— BEGIN RECORDS TO USE —

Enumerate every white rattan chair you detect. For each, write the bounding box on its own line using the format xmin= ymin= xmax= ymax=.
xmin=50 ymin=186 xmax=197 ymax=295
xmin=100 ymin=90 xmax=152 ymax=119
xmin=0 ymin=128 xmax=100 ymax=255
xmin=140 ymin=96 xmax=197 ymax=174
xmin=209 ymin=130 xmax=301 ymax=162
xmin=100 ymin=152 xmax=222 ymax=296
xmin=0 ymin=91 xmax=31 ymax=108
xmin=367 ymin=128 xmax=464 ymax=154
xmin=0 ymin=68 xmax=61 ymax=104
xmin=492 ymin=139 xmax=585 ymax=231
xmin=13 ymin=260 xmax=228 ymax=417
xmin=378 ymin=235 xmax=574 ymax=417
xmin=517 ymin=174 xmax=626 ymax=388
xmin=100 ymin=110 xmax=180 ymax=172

— END RECORDS TO USE —

Could you swap "rattan" for "wicker" in the rows above and give them back with nothing else changed?

- [RESPONSE TO THIS TASK]:
Enumerate every white wicker chair you detect. For each, write the bounding box on its own line using the format xmin= ymin= xmax= ymax=.
xmin=50 ymin=186 xmax=197 ymax=295
xmin=100 ymin=90 xmax=152 ymax=119
xmin=0 ymin=128 xmax=100 ymax=255
xmin=140 ymin=96 xmax=197 ymax=174
xmin=209 ymin=130 xmax=301 ymax=162
xmin=100 ymin=152 xmax=222 ymax=296
xmin=0 ymin=91 xmax=31 ymax=108
xmin=367 ymin=128 xmax=464 ymax=154
xmin=0 ymin=68 xmax=61 ymax=104
xmin=492 ymin=139 xmax=585 ymax=231
xmin=13 ymin=260 xmax=228 ymax=417
xmin=378 ymin=235 xmax=574 ymax=417
xmin=517 ymin=174 xmax=626 ymax=388
xmin=100 ymin=110 xmax=180 ymax=172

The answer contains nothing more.